• [EXERCISE DETAILS]:
Extend the passage about the French–Polish siblings' bilingual development, picking up after its final sentence.

This time, experts will explore how bilingualism develops in children growing up in multilingual environments and how family practices, educational settings and broader social contexts interact in shaping language development.
The presentation will focus on the bilingual experience of three French–Polish siblings raised in a mid-to-high socioeconomic family using a one-parent-one-language strategy and enrolled in a state bilingual programme in France. Through a detailed family language biography, the study investigates how children experience and actively shape bilingualism, highlighting the richness of their linguistic environment.
Parental data were collected through semi-structured interviews based on a standardised questionnaire. At the same time, the children completed several tasks designed to capture their linguistic perceptions and abilities. These included an experimental questionnaire, a drawing activity in which they coloured a representation of the languages in their brain at home and at school, a description of a family interaction at the dinner table and a Rapid Automatised Naming test conducted in both languages.
Despite differences in their early language experiences, the siblings show balanced bilingual profiles. Their development reflects dominant exposure to French alongside sustained use of Polish, with equivalent performance in the naming test in both languages. The findings highlight the role of both maternal and children’s agency in maintaining Polish within the family environment. More broadly, the study suggests that bilingual experience can be understood as a multi-level habitus – temporal, familial and institutional – that supports harmonious bilingual development.

• [DATA PROVIDED]:
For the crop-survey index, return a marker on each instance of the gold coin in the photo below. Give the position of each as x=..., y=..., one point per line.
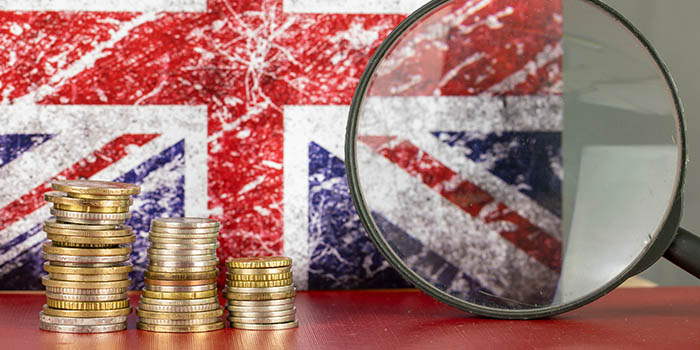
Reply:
x=86, y=313
x=93, y=187
x=180, y=295
x=265, y=327
x=270, y=271
x=63, y=239
x=263, y=262
x=250, y=278
x=181, y=275
x=63, y=199
x=180, y=329
x=88, y=278
x=84, y=285
x=59, y=226
x=259, y=296
x=48, y=248
x=87, y=209
x=180, y=315
x=259, y=284
x=87, y=305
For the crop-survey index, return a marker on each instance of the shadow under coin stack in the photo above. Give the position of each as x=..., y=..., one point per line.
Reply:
x=87, y=257
x=180, y=293
x=260, y=293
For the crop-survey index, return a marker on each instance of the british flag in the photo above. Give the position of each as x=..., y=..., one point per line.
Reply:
x=234, y=110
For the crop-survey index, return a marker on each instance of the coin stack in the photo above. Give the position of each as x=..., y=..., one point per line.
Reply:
x=87, y=257
x=180, y=292
x=260, y=293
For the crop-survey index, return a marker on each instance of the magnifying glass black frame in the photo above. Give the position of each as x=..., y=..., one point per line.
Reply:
x=676, y=244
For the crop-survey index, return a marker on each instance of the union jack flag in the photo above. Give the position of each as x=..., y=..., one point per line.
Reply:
x=235, y=110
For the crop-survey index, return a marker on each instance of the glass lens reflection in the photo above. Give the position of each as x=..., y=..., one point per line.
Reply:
x=503, y=146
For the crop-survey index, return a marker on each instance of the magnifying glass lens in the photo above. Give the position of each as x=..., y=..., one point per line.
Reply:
x=515, y=155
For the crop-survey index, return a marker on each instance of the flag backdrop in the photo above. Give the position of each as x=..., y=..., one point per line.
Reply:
x=234, y=110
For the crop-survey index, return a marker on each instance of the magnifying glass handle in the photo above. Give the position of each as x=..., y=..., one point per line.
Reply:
x=685, y=252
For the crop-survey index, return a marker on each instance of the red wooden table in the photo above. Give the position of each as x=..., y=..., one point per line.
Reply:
x=649, y=318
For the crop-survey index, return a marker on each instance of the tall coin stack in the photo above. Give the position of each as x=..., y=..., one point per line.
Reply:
x=87, y=257
x=180, y=293
x=260, y=293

• [TASK RESPONSE]:
Dr Agnès Witko is an Associate Professor in Language Sciences and a speech and language therapist at the University of Lyon 1 Claude Bernard, within the Institute of Rehabilitation Sciences and Techniques (ISTR). She is also a member of the Dynamique du Langage research laboratory (DDL). Her research focuses primarily on dyslexia, bilingualism and language disorders. In addition to her academic work, she contributes as an expert to public policy guidelines on neurodevelopmental disorders. Dr Witko is a member of the Scientific Committee of SimuLyon, Vice-President of the Ethics Committee of COMUE Lyon Saint-Étienne (CER-UdL) and Editor-in-Chief of Glossa, a scientific journal dedicated to speech and language therapy.
Dr Cathy Cohen is an Associate Professor in English and Language Sciences in the Faculty of Education (INSPÉ) at the University of Lyon 1 Claude Bernard. She is a member of the ICAR research laboratory (Interactions, Corpus, Learning, Representations) and of the Labex ASLAN. Her research examines bilingual language acquisition in children, with a particular focus on how language exposure and use shape bilingual development, the growth of narrative abilities, family language practices and the construction of cultural identity. She also serves as the International Relations Officer for INSPÉ at the University of Lyon 1 Claude Bernard.